In regions where El Niño–Southern Oscillation (ENSO) teleconnection patterns were detected, we found large sea surface temperature and sea ice concentration differences on centennial timescales. This indicates that a 100-year constant-forcing climate simulation may not be long enough to adequately capture the internal variability of the HadGEM3-GC3.1 model, despite this being the minimum simulation length recommended by CMIP6 protocols for many MIP (Model Intercomparison Project) experiments.
On the basis of our findings, we recommend a minimum simulation length of 200 years whenever possible.
The UK CMIP6 (Coupled Model Intercomparison Project Phase 6) community runs individual MIP (Model Intercomparison Project) experiments on differing computing platforms but will generally compare results against the reference simulations run on the UK Met Office platform. For this reason, within the UK CMIP community, the possible influence of machine dependence on simulation results is often informally discussed among scientists, but surprisingly an analysis to quantify its impact has not been attempted.
The issue of being able to reproduce identical simulation results across different supercomputers, or following a system upgrade on the same supercomputer, has long been known by numerical modellers and computer scientists. However, the impact that a different computing environment can have on otherwise identical numerical simulations appears to be little known by climate model users and model data analysts. In fact, the subject is rarely ever addressed in a way that helps the community understand the magnitude of the problem or to develop practical guidelines that take account of the issue.
To the extent of our knowledge, only a few authors have discussed the existence of machine dependence uncertainty and highlighted the importance of bit-for-bit numerical reproducibility in the context of climate model simulations. Song et al. (2012) and Hong et al. (2013) investigated the uncertainty due to the round-off error in climate simulations. Liu et al. (2015a, b) discussed the importance of bitwise identical reproducibility in climate models.
In this paper, we investigate the behaviour of the UK CMIP6 Preindustrial (PI) control simulation with the HadGEM3-GC3.1 model on two different high-performance computing (HPC) platforms. We first study whether the two versions of the PI simulation show significant differences in their long-term statistics. This answers our first question of whether the HadGEM3-GC3.1 model gives different results on different HPC platforms.
Machine-dependent processes can influence the model internal variability by causing it to be sampled differently on the two platforms (i.e. similarly to what happens to ensemble members initiated from different initial conditions). Therefore, our second objective is to quantify discrepancies between the two simulations at different timescales (from decadal to centennial) in order to identify an averaging period and/or simulation length for which the two simulations return the same internal variability.
Note that the PI control simulation is a constant-forcing simulation. Therefore, no ensemble members are required for such an experiment because, provided that the simulation is long enough, it will return a picture of the natural climate variability.
The remainder of the paper is organized as follows. In Sect. 2, mechanisms by which the computing environment can influence the numerical solution of chaotic dynamical systems are reviewed and discussed. In Sect. 3, the numerical simulations are presented, and the methodology used for the data analysis is described. In Sect. 4, the simulation results are presented and discussed. In Sect. 5, the main conclusions of the present study are summarized.
In this section, possible known ways in which machine-dependent processes can influence the numerical solution of chaotic dynamical systems are reviewed and discussed.

# WHAT NEEDS TO BE DONE:
Write the next part of the passage on running the same climate model on different supercomputers, picking up after its final sentence.

# DATA ROWS:
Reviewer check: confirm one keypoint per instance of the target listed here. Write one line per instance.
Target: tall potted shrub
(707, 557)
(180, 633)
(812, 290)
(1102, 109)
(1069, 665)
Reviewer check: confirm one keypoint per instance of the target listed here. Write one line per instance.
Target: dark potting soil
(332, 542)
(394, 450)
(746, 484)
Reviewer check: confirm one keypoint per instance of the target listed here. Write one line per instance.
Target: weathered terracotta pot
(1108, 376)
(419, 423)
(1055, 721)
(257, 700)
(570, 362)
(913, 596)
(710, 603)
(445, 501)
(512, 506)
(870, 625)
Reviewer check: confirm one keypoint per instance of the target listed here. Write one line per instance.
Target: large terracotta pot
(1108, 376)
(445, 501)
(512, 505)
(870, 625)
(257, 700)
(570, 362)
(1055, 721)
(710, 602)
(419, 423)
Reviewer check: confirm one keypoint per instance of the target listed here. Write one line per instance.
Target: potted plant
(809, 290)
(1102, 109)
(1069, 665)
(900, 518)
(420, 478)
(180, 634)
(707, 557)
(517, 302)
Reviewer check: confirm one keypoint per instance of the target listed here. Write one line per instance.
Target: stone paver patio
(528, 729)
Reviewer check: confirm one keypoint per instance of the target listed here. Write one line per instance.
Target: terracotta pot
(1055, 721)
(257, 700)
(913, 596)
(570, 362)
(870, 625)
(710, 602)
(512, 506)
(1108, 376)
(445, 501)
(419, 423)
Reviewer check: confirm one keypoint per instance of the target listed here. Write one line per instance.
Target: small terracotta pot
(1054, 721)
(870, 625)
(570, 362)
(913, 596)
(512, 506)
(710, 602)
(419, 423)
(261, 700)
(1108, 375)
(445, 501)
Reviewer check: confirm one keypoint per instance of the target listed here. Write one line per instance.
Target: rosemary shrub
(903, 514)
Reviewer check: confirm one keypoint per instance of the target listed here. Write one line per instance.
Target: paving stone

# RESULT:
Different compiling options, degrees of code optimization, and basic library functions all have the potential to affect the reproducibility of model results across different HPC platforms and on the same platform under different computing environments. Here we provide a few examples of machine-dependent numerical solutions using the 3-D Lorenz model (Lorenz, 1963), which is a simplified model for convection in deterministic flows. The Lorenz model consists of the following three differential equations:
where the parameters α=10, γ=28, and were chosen to allow for the generation of flow instabilities and obtain chaotic solutions (Lorenz, 1963). The model was initialized with () ≡ (1, 1, 1) and numerically integrated with a 4th-order Runge–Kutta scheme using a time step of 0.01. The Lorenz model was run on two HPC platforms, namely the UK Met Office Supercomputer (hereinafter simply “MO”) and ARCHER.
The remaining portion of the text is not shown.